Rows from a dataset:

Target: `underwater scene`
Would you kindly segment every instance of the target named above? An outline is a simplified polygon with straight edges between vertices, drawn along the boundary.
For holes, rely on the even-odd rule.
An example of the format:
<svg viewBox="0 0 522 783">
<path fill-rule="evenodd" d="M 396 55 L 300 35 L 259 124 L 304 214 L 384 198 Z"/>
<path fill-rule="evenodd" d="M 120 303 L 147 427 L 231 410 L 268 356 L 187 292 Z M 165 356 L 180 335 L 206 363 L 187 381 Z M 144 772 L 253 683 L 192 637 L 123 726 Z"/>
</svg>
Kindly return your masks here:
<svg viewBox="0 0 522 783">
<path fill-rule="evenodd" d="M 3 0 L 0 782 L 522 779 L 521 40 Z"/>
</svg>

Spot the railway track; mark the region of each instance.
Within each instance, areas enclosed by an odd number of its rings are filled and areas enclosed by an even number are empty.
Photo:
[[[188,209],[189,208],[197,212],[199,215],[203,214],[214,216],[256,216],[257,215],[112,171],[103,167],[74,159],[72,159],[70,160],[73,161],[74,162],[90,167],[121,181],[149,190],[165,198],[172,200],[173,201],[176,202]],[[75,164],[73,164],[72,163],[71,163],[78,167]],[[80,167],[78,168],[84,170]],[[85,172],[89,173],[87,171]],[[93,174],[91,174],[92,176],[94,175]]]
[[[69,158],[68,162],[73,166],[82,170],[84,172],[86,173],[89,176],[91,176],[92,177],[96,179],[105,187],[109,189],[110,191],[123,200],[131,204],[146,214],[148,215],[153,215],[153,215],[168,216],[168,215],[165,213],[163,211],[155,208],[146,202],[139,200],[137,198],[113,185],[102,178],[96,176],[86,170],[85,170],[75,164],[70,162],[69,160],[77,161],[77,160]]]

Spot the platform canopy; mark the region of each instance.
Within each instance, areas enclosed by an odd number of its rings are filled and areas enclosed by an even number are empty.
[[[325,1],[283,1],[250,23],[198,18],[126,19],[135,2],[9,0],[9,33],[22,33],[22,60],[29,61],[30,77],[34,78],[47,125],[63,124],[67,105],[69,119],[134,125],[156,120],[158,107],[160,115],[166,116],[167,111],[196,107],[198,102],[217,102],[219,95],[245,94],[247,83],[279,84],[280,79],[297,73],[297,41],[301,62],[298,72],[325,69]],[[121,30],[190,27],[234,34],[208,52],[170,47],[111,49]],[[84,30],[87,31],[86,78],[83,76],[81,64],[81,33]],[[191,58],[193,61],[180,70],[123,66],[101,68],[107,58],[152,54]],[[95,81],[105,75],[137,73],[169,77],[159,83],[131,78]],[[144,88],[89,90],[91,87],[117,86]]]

SET PROBLEM: Reproduce every line from the one containing "Spot the platform" down to the end of the material, offsetting each vertex coordinate in the polygon outlines by +81 and leaving all other text unchanged.

WRITTEN REPLY:
Spot the platform canopy; mark the region of each instance.
Within each instance, areas enclosed by an odd number of its rings are filled and areas enclosed by an even number are empty.
[[[406,82],[364,82],[331,104],[279,99],[207,100],[216,83],[90,81],[90,114],[103,114],[103,141],[110,142],[111,158],[115,159],[128,206],[144,205],[148,186],[150,200],[215,206],[237,201],[239,188],[241,196],[247,197],[248,192],[277,188],[279,183],[298,183],[300,176],[326,175],[328,164],[360,165],[361,160],[378,154],[378,122],[382,143],[379,153],[406,150]],[[202,111],[271,108],[315,115],[289,133],[251,128],[192,130]],[[165,111],[168,112],[167,159],[164,157],[162,145],[162,114]],[[272,139],[274,142],[261,151],[204,147],[182,149],[188,139],[233,135]],[[176,162],[186,156],[218,154],[250,158],[240,164],[212,159]],[[225,169],[170,171],[172,168],[198,167]]]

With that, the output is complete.